**Directions**
State how many lines of the items below contain the string "nacelle", giving only the number.

----- Dataset extract -----

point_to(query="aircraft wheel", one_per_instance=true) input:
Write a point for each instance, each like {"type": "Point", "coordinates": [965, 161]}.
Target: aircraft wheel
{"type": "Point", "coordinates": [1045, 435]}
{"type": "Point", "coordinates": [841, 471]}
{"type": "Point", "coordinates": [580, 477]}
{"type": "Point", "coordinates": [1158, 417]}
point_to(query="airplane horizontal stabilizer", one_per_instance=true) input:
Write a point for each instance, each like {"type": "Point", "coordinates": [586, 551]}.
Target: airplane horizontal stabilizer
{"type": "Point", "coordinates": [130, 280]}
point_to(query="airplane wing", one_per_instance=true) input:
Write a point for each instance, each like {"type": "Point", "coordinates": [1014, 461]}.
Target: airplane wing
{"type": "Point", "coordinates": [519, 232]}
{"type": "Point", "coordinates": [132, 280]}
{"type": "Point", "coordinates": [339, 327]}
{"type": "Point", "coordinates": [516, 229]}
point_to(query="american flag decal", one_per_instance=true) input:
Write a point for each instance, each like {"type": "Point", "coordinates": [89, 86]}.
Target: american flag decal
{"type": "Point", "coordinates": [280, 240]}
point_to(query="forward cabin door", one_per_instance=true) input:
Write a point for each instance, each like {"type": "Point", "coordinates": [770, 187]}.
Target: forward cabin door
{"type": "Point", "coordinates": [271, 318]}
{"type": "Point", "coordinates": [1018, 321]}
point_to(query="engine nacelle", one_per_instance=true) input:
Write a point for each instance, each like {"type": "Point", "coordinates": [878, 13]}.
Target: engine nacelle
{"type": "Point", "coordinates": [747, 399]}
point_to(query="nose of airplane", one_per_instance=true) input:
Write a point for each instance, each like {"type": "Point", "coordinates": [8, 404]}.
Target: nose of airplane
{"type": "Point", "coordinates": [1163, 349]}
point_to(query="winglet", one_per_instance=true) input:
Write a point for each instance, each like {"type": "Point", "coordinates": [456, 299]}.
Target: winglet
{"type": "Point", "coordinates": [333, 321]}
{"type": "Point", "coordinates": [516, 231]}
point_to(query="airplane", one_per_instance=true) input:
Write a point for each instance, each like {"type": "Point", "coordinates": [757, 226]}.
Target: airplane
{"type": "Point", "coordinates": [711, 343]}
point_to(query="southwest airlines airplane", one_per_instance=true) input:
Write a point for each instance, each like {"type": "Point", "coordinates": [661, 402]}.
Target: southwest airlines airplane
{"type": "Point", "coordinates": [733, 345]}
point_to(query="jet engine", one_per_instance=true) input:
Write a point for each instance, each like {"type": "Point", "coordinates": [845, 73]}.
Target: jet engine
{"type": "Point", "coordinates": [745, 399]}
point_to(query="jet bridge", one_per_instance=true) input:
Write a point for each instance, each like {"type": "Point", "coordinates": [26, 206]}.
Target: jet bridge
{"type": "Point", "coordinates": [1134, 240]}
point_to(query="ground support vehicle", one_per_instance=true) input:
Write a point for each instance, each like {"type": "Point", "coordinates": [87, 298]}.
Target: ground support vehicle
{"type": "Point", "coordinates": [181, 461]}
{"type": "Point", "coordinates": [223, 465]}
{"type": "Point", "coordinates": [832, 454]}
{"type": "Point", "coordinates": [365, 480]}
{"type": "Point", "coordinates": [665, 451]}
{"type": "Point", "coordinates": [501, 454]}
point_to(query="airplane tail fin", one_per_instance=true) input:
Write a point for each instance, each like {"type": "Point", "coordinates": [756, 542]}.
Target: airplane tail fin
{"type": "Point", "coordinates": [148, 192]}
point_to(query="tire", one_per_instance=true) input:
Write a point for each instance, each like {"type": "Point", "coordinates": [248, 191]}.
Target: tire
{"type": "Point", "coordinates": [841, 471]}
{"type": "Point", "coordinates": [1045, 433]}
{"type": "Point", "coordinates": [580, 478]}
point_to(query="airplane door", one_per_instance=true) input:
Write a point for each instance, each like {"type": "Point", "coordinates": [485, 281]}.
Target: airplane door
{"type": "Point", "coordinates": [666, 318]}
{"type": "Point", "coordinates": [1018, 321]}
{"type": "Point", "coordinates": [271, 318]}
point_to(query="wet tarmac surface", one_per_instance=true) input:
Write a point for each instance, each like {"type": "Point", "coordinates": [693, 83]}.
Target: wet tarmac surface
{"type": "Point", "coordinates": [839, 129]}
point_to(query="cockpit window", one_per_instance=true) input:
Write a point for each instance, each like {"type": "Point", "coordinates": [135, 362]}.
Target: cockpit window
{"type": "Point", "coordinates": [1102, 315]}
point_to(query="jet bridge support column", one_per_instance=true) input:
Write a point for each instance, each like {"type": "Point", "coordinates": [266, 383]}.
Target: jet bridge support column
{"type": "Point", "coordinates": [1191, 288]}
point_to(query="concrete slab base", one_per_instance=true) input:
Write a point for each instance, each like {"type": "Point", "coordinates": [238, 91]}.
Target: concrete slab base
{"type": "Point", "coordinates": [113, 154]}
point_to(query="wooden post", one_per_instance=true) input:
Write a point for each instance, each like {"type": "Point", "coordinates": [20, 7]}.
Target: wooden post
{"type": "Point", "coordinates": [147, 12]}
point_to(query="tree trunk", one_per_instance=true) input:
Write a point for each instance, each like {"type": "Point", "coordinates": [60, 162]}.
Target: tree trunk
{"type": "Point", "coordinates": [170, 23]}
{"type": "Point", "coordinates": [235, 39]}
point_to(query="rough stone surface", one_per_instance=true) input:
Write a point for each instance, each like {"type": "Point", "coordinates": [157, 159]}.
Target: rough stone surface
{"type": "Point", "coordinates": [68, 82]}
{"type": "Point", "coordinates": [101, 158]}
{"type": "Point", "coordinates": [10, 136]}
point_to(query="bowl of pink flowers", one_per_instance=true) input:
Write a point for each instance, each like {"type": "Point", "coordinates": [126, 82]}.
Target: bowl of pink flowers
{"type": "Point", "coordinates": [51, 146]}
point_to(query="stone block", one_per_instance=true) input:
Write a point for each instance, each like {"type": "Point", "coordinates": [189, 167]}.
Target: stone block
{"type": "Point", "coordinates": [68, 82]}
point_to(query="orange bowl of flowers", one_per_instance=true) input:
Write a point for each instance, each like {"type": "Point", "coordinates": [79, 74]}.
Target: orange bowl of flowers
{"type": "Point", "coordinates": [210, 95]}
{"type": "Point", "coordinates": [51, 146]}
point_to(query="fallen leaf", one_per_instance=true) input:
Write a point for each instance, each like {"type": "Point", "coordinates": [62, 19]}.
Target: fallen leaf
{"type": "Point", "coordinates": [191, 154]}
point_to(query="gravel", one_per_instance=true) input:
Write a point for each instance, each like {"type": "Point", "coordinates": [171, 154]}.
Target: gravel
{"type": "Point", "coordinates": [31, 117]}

-----

**Answer to the exercise**
2